- **Task brief**
Copy the records word for word, from the line that contains "Exercise. For every instance of the tall" through the end of the records.

- **Data provided**
★ ★ ★ ★
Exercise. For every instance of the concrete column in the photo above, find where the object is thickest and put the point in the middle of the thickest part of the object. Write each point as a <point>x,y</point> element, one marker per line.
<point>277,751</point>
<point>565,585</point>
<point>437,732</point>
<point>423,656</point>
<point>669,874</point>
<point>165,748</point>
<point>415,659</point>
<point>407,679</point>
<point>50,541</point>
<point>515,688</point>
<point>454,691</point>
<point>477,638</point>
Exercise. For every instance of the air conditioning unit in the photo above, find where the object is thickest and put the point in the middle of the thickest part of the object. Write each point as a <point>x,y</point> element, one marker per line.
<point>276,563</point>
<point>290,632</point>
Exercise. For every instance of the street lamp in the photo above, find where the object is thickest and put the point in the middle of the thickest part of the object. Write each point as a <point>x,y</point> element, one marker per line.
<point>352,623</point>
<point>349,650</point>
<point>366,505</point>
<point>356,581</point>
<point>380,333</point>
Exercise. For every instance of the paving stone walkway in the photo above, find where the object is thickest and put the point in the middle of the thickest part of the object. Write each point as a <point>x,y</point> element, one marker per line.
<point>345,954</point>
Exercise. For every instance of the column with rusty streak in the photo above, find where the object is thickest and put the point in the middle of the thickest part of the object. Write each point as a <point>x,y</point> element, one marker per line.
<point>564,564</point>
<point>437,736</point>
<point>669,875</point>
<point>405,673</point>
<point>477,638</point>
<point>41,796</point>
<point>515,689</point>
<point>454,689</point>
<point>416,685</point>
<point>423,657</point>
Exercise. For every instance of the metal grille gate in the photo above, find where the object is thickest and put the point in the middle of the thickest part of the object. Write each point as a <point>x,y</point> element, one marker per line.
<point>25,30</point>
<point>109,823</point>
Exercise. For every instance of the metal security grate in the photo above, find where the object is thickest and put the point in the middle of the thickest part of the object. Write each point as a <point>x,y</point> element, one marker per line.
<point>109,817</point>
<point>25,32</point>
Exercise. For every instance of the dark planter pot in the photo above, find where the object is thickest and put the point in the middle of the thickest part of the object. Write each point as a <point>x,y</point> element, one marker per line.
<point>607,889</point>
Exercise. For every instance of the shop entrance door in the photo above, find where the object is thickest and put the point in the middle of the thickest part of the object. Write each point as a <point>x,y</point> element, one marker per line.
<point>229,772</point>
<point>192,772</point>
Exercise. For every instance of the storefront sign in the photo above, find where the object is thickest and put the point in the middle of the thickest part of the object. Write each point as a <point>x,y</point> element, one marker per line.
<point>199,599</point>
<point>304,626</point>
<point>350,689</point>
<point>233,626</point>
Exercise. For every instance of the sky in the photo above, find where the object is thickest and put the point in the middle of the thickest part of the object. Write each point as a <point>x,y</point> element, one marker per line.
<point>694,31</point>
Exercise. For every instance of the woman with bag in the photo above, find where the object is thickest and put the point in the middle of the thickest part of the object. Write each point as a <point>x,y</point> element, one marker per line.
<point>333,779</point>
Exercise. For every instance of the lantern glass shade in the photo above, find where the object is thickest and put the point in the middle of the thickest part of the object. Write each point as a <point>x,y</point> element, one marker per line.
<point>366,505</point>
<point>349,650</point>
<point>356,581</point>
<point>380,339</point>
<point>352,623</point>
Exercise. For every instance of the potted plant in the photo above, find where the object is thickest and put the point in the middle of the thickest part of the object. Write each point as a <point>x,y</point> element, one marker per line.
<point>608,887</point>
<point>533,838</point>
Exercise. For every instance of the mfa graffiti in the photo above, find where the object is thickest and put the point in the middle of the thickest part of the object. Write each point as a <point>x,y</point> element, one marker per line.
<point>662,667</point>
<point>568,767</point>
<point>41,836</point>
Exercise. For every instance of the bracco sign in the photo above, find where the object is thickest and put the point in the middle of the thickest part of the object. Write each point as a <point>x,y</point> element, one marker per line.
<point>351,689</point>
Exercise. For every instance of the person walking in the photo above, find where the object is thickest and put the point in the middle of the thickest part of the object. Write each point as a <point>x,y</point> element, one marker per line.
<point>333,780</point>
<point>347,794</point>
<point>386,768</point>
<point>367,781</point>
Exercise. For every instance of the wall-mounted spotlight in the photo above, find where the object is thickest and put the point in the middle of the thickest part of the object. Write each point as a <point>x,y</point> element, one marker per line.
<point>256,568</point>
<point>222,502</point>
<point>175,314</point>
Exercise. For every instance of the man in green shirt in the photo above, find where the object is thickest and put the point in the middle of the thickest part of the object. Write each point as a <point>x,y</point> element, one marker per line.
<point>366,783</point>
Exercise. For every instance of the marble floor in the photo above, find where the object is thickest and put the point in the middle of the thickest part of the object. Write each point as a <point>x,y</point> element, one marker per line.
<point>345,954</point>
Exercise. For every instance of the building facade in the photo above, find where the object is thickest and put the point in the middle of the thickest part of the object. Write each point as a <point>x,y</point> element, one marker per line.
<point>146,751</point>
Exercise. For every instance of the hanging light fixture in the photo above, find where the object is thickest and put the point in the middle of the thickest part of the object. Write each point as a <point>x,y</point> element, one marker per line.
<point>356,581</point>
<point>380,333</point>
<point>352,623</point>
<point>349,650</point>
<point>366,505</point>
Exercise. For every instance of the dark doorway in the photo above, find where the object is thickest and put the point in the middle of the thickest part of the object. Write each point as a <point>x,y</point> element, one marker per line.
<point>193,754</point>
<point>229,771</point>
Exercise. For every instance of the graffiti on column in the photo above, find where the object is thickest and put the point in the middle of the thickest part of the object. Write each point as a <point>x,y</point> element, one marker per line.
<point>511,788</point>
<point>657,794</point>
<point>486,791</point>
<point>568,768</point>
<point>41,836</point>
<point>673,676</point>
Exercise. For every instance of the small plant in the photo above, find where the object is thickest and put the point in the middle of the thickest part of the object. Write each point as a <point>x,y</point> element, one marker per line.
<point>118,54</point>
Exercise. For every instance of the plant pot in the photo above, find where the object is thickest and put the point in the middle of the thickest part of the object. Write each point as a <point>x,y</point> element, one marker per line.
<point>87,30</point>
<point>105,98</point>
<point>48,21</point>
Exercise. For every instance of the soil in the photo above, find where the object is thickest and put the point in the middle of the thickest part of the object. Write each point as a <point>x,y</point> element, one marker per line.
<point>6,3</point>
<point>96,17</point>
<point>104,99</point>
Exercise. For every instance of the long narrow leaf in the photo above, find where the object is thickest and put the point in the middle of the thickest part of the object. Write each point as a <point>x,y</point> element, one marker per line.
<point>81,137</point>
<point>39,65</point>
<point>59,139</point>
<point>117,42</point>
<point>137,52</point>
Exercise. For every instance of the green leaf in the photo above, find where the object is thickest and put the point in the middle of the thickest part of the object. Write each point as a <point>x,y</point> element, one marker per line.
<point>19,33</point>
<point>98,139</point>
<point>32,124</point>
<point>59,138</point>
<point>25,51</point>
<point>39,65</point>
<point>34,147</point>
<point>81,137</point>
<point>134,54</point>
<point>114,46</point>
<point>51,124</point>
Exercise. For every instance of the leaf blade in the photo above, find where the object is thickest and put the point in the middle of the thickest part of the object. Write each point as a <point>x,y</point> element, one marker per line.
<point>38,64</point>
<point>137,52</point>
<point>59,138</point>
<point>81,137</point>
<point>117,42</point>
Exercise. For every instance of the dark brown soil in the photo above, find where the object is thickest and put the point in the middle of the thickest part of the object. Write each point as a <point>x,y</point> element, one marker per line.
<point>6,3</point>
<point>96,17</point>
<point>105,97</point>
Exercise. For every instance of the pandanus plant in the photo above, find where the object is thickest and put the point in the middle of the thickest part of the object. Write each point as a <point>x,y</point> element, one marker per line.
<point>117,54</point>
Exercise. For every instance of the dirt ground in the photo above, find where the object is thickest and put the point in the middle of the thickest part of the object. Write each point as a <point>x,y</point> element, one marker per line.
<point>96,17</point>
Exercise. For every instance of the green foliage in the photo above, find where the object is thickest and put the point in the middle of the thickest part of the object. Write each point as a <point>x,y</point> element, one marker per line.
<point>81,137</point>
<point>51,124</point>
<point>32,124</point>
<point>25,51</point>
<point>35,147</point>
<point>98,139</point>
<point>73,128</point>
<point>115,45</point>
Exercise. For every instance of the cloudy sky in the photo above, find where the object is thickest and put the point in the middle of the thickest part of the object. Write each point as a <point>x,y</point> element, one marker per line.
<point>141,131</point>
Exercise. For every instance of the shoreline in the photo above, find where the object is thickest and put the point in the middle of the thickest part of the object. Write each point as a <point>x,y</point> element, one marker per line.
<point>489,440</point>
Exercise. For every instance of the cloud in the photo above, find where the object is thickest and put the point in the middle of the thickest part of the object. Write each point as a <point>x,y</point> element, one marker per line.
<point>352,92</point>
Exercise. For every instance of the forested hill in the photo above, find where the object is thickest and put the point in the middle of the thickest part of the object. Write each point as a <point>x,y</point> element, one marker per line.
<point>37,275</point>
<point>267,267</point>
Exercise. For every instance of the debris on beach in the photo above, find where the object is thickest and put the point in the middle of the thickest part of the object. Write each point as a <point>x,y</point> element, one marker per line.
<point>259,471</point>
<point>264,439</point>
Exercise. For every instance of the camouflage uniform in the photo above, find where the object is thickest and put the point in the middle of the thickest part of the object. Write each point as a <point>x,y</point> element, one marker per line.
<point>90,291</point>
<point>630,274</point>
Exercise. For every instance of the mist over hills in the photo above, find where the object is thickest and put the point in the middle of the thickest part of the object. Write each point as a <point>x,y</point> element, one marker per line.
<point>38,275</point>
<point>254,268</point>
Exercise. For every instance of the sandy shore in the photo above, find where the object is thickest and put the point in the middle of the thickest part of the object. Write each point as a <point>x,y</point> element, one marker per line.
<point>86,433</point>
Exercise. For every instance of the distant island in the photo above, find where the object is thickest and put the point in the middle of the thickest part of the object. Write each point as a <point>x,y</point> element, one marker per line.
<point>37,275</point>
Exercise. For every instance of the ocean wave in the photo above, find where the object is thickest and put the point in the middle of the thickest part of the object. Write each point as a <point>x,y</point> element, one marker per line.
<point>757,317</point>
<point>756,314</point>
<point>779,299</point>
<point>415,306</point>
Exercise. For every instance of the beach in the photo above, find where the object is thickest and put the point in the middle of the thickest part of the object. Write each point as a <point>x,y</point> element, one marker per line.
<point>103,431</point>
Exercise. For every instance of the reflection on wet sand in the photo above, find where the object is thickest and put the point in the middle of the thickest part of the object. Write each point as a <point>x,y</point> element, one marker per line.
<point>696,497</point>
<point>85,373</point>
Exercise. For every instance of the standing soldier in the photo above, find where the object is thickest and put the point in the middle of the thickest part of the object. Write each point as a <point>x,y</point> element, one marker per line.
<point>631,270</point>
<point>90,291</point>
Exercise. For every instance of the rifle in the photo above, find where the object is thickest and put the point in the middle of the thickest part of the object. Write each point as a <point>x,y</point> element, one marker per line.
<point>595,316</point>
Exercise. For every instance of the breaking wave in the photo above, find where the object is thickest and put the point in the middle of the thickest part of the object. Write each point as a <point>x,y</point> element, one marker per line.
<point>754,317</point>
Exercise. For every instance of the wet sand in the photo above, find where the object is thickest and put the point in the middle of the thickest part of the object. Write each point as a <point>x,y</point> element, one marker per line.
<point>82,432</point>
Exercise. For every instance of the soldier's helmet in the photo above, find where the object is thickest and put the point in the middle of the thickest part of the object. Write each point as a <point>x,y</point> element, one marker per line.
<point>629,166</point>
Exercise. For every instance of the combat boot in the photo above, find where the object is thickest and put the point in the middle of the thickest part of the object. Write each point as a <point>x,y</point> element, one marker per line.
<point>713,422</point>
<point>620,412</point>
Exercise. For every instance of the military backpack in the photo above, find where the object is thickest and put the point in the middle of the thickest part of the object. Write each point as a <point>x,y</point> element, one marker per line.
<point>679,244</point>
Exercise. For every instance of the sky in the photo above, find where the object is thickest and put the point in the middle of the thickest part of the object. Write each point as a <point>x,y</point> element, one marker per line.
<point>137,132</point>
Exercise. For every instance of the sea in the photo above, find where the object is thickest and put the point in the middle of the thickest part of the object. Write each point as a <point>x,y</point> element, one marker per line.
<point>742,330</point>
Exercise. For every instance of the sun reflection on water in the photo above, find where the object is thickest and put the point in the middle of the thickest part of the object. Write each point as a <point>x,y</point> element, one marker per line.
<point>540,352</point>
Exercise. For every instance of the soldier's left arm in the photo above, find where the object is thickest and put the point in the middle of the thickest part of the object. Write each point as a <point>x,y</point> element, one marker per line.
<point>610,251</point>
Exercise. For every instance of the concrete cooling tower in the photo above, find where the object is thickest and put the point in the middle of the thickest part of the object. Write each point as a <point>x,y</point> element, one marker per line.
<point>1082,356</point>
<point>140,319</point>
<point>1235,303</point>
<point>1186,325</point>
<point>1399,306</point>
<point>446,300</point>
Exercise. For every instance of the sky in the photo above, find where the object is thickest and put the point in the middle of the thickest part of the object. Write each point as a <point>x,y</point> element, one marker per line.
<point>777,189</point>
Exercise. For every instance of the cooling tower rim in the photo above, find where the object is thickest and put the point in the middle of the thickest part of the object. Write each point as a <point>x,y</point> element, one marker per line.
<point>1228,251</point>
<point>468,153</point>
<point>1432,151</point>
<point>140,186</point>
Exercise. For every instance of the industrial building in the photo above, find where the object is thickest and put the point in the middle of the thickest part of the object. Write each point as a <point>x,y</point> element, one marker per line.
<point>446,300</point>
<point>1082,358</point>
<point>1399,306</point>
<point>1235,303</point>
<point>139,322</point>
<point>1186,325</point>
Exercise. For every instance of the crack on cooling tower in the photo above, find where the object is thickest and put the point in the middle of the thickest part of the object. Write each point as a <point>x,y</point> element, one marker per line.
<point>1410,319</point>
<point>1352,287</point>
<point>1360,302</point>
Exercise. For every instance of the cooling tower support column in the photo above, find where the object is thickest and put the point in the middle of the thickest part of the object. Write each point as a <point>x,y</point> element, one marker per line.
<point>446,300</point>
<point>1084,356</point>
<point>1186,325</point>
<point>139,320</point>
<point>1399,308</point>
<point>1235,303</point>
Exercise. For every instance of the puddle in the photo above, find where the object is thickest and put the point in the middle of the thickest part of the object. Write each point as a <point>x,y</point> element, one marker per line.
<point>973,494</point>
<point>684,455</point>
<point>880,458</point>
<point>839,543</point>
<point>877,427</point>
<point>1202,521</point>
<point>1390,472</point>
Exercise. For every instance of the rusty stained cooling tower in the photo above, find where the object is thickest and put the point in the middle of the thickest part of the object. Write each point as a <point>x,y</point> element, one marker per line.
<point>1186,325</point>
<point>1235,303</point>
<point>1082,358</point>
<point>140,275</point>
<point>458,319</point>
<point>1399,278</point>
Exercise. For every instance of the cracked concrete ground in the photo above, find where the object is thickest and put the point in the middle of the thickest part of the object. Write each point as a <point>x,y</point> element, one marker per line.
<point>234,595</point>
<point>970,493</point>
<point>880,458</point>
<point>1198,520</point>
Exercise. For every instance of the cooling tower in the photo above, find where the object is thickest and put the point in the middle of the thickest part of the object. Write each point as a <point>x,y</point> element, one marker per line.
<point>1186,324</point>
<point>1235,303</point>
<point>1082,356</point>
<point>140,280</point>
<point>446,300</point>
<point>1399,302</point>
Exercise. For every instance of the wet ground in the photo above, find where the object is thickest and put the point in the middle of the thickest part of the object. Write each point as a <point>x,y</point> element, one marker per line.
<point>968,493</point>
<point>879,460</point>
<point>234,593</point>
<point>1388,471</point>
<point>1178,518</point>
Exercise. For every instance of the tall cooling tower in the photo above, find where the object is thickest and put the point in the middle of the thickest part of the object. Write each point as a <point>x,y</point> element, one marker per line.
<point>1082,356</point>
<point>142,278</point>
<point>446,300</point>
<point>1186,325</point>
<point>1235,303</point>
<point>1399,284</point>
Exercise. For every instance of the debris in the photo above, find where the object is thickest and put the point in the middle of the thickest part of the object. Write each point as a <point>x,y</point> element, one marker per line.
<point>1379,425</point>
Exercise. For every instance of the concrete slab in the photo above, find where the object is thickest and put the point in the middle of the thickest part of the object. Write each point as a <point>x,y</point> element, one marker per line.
★ ★ ★ ★
- **Final result**
Exercise. For every instance of the tall cooling tower in the photo above, find where the object is thickest and put the point in the middle of the thickest part of the object. Write each point as a <point>x,y</point> element, one marker per line.
<point>1082,356</point>
<point>142,278</point>
<point>446,300</point>
<point>1186,325</point>
<point>1235,303</point>
<point>1399,284</point>
Exercise. For every instance of the debris in the photo above, find where the object is thickest and put the point in the middle of the thickest part of the object. Write each point as a <point>x,y</point> element, one marker per line.
<point>1379,425</point>
Exercise. For every instance of the concrete slab in the photo above, find where the object is thickest and put the point in the middle of the thickest part of the object. Write each point as a <point>x,y</point> element, one marker per line.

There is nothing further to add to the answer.